== What this task involves ==
Rewrite the lines below as a numbered list, dropping any blank lines, and leave the pictures out of your answer.

======== Data for the task

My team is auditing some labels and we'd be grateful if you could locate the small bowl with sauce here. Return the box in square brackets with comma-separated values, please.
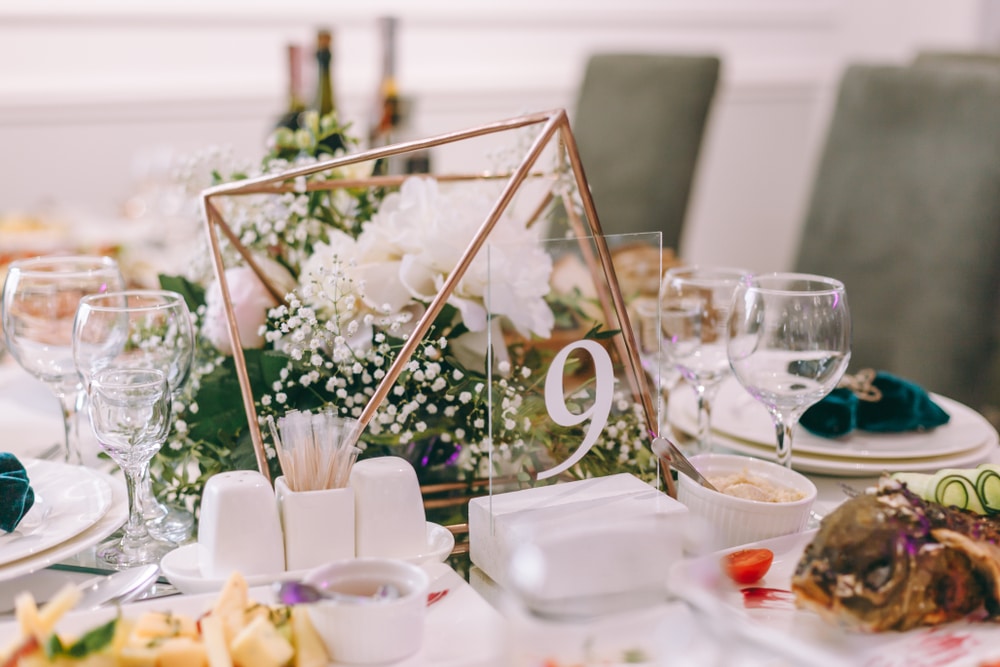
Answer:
[677, 454, 816, 549]
[304, 557, 430, 665]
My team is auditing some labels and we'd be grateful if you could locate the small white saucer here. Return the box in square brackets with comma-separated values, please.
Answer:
[160, 521, 455, 595]
[403, 521, 455, 565]
[160, 543, 306, 595]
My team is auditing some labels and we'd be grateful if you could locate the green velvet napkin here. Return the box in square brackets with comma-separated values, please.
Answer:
[799, 371, 951, 438]
[0, 452, 35, 533]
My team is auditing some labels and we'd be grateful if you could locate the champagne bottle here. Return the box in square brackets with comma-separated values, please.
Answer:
[369, 16, 400, 153]
[275, 44, 306, 130]
[312, 29, 344, 153]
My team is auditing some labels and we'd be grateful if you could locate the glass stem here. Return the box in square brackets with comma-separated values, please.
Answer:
[54, 385, 85, 465]
[774, 417, 795, 468]
[139, 461, 167, 521]
[695, 385, 718, 454]
[122, 466, 148, 550]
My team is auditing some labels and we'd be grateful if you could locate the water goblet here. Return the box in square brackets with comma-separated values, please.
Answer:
[728, 273, 851, 467]
[73, 290, 194, 542]
[2, 255, 125, 464]
[87, 367, 174, 569]
[660, 266, 747, 452]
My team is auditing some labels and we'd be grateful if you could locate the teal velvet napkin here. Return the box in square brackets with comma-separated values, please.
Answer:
[799, 371, 951, 438]
[0, 452, 35, 533]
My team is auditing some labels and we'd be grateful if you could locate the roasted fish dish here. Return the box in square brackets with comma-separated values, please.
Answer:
[792, 477, 1000, 632]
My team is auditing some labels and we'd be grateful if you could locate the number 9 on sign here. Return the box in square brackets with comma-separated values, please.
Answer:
[538, 340, 615, 480]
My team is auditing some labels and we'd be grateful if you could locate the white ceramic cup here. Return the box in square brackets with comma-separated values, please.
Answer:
[305, 558, 430, 665]
[350, 456, 427, 558]
[198, 470, 285, 579]
[274, 477, 354, 570]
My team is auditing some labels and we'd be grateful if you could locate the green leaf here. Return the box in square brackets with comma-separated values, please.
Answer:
[45, 618, 118, 660]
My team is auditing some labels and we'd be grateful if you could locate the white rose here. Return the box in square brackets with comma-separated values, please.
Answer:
[201, 258, 295, 355]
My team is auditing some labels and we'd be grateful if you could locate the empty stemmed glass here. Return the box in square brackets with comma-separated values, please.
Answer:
[728, 273, 851, 467]
[73, 290, 194, 542]
[3, 255, 125, 464]
[660, 266, 747, 452]
[87, 367, 174, 569]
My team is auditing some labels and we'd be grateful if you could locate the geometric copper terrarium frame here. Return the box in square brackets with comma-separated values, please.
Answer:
[201, 109, 673, 492]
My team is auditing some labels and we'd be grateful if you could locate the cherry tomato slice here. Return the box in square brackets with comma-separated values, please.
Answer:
[722, 549, 774, 585]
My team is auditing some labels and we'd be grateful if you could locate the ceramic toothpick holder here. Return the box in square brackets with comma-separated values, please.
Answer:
[274, 477, 354, 570]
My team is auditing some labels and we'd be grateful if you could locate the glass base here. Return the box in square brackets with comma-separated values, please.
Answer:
[146, 505, 194, 544]
[96, 532, 177, 570]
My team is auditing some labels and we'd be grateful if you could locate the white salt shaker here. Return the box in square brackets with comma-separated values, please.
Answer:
[350, 456, 427, 558]
[198, 470, 285, 579]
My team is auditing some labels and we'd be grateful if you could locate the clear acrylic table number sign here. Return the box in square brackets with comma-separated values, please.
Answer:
[487, 232, 662, 500]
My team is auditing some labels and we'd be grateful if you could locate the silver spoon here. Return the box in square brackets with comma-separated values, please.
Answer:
[75, 564, 160, 611]
[274, 581, 399, 605]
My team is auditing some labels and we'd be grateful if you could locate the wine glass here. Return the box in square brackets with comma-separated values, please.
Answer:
[728, 273, 851, 467]
[660, 266, 747, 452]
[630, 296, 680, 408]
[2, 256, 125, 464]
[73, 290, 194, 542]
[87, 366, 175, 569]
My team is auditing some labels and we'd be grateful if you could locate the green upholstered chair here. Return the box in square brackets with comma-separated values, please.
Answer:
[571, 53, 720, 250]
[795, 64, 1000, 412]
[913, 50, 1000, 67]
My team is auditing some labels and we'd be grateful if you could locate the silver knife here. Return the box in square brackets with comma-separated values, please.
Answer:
[651, 436, 719, 492]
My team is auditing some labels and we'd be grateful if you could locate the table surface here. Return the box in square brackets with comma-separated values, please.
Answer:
[0, 358, 1000, 667]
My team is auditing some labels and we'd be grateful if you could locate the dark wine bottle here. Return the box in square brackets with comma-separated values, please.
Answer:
[312, 29, 344, 154]
[274, 44, 306, 130]
[368, 16, 400, 174]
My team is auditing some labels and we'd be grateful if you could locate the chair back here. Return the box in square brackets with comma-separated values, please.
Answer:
[796, 64, 1000, 409]
[572, 53, 720, 250]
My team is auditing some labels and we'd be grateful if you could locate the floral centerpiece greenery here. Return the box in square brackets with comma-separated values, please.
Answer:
[153, 114, 649, 507]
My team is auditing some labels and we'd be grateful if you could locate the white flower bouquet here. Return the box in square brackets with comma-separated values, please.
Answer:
[154, 109, 653, 506]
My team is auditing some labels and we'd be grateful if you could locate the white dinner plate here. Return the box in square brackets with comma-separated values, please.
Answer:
[160, 521, 455, 594]
[0, 459, 111, 566]
[0, 563, 507, 667]
[669, 378, 997, 460]
[670, 531, 1000, 667]
[671, 400, 1000, 477]
[0, 473, 128, 581]
[0, 362, 64, 460]
[713, 428, 1000, 477]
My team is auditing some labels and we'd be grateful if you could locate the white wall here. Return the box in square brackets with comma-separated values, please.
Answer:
[0, 0, 997, 269]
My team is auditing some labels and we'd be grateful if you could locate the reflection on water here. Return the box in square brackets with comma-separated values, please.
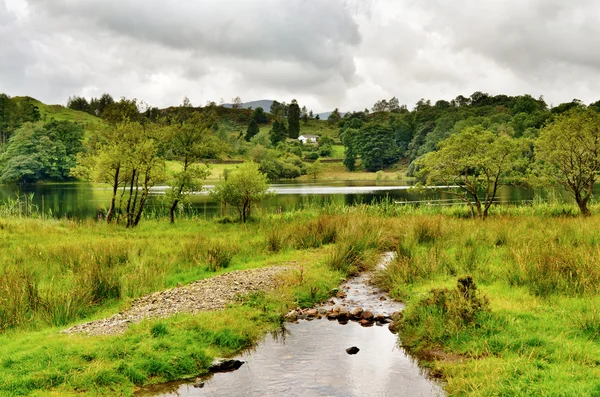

================

== Task solution ==
1. My team is auditing some labels and we'd be grateful if you could locate the small bowl with sauce here. Return the box in square brackets with comma-separated values, please.
2. Answer:
3. [677, 454, 816, 549]
4. [304, 557, 430, 665]
5. My team is auditing some labels and we'd be grateful if you could locate the small white saucer here. Return the box in square brackets with comma-separated values, please.
6. Answer:
7. [160, 521, 455, 595]
8. [403, 521, 455, 565]
9. [160, 543, 306, 595]
10. My team is auditing some labels and we'd be grateful if you could locate the green velvet napkin here. Return the box in square brackets with comma-separated values, please.
11. Answer:
12. [799, 371, 951, 438]
13. [0, 452, 35, 533]
14. My team is auditing some labels and we'd be grateful if you could locate the champagne bottle here. Return the box in square brackets with comma-separated values, please.
15. Answer:
16. [369, 16, 400, 153]
17. [275, 44, 306, 130]
18. [312, 29, 344, 153]
19. My team is auditing some labels and we'd be grateful if you could locate the glass stem here. Return the box in square brackets with comma-separated values, please.
20. Answer:
21. [54, 385, 85, 465]
22. [774, 417, 795, 468]
23. [139, 461, 167, 521]
24. [695, 385, 718, 454]
25. [122, 466, 148, 550]
26. My team is auditing some labels and we'd be grateful if you could locate the water goblet here. Return the box in square brackets with comma-separated values, please.
27. Answer:
28. [728, 273, 851, 467]
29. [73, 290, 194, 542]
30. [2, 255, 125, 464]
31. [87, 367, 174, 569]
32. [660, 266, 747, 452]
33. My team is auditing some labels and we'd be grateful if you could locate the teal velvet napkin here. Return the box in square brackets with comma-separated values, please.
34. Answer:
35. [799, 371, 951, 438]
36. [0, 452, 35, 533]
37. My team is auditing some labels and we'd be grateful if you could locate the roasted fish dish here. Return the box in square brackets with comma-separated values, please.
38. Answer:
39. [792, 477, 1000, 632]
40. My team is auditing some labels and we'd be grateful if you could locate the number 9 on sign here. Return the box in square brackets with comma-separated values, please.
41. Answer:
42. [538, 340, 615, 480]
43. My team is auditing some labels and we'd be grateful if you could locate the white ceramic cup here. Return the box in square brackets with comma-separated values, please.
44. Answer:
45. [305, 558, 430, 665]
46. [350, 456, 427, 558]
47. [198, 470, 285, 579]
48. [274, 477, 354, 570]
49. My team is auditing some labels and we'd be grateful if you could locate the green leaf here. Return the box in square brackets with comma-separated values, please.
50. Answer:
51. [45, 618, 118, 660]
52. My team is auditing some labels and we'd be grateful if you could locate the white rose here. Return the box in square brackets with comma-separated values, please.
53. Answer:
54. [201, 258, 295, 355]
55. My team is auditing some labels and we'd be grateful if you could locate the empty stemmed glass here. Return the box in square brackets with comma-separated values, please.
56. Answer:
57. [728, 273, 851, 467]
58. [73, 290, 194, 542]
59. [3, 255, 125, 464]
60. [660, 266, 747, 452]
61. [87, 367, 174, 569]
62. My team is auditing some labels and we'd be grateful if you could locate the geometric copper terrarium frame here. Return the box in square brackets with comma-separated values, please.
63. Answer:
64. [201, 109, 673, 492]
65. My team is auditing some labels and we'd be grateful if you could locate the cherry tomato slice here. Return the box in square brackets with comma-separated values, please.
66. Answer:
67. [722, 549, 774, 585]
68. My team is auditing some labels and we'd be grateful if you could locate the ceramic toothpick holder here. Return the box in square brackets with comma-separated values, please.
69. Answer:
70. [274, 477, 354, 570]
71. My team is auditing some labels and we'd be grateful if you could locate the glass base here. Return the box in square brackets with comma-separated values, please.
72. Answer:
73. [146, 505, 194, 544]
74. [96, 532, 177, 570]
75. My team is auditing some labels and we'd be grateful if you could locate the white salt shaker here. Return the box in square brackets with comma-separated values, please.
76. Answer:
77. [350, 456, 427, 558]
78. [198, 470, 285, 579]
79. My team is auditing some labels and we'd be grateful if you could locate the clear acrylic table number sign here. Return the box in square brackets with comma-separated values, please.
80. Answer:
81. [487, 232, 662, 500]
82. My team is auditing some labels and we'd be grateful if you could locate the silver spoon here. Return the box in square brackets with comma-separated values, please.
83. Answer:
84. [75, 564, 160, 611]
85. [274, 581, 399, 605]
86. My team is auditing some labels and we'd be grateful if you could locate the wine glass here. Return the box in square brackets with comma-separated values, please.
87. Answer:
88. [728, 273, 851, 467]
89. [660, 266, 747, 452]
90. [630, 296, 680, 408]
91. [2, 256, 125, 464]
92. [73, 290, 194, 542]
93. [87, 366, 175, 569]
94. My team is auditing some labels and we'd be grateful if you could locate the green upholstered chair here. Return the box in square brackets with comma-separated values, please.
95. Answer:
96. [571, 53, 720, 250]
97. [795, 64, 1000, 412]
98. [913, 50, 1000, 67]
99. My team is auditing some labels and we'd be grateful if you could locate the silver knife here. Return the box in square brackets with comma-separated values, please.
100. Answer:
101. [651, 436, 719, 492]
102. My team is auditing some labels and we'd be grateful if you could locate the table surface here. Return the box in square brackets with comma-separated values, please.
103. Answer:
104. [0, 358, 1000, 667]
105. My team is auditing some labels and we'd be grateful if you could locate the dark wine bottle here. Return the box in square brackets with comma-separated values, please.
106. Answer:
107. [312, 29, 344, 154]
108. [274, 44, 306, 130]
109. [368, 16, 400, 174]
110. My team is auditing some labels and we'd be grateful if you could locate the chair back here. Return the box in square brackets with comma-separated values, please.
111. Answer:
112. [796, 64, 1000, 409]
113. [572, 53, 720, 250]
114. My team is auditing some labels and we'd be grateful if you could locate the floral centerpiece greenery here. Return the box in square brackets with comma-separated values, please.
115. Answer:
116. [153, 114, 649, 507]
117. My team is auditing some labels and we'd be grateful if you could locate the white flower bouquet here. Return the box in square brackets with comma-separated values, please.
118. Answer:
119. [154, 109, 653, 506]
120. My team is auditing some labels and we'd be grateful if you could locate the white dinner plate here. Return the box in square brackets with comma-separated values, please.
121. Answer:
122. [160, 521, 455, 594]
123. [0, 459, 111, 566]
124. [0, 563, 507, 667]
125. [669, 378, 997, 460]
126. [670, 531, 1000, 667]
127. [671, 400, 1000, 477]
128. [0, 473, 128, 581]
129. [0, 362, 64, 460]
130. [713, 428, 1000, 477]
131. My team is auditing some labels and we'd be grateful if you could locate the white wall here. Return the box in square brackets with comma-separated values, please.
132. Answer:
133. [0, 0, 997, 269]
134. My team is auditing some labels and we'd be grateful if you could locate the reflection on water here. Return the box in square brackets with comma-separated values, please.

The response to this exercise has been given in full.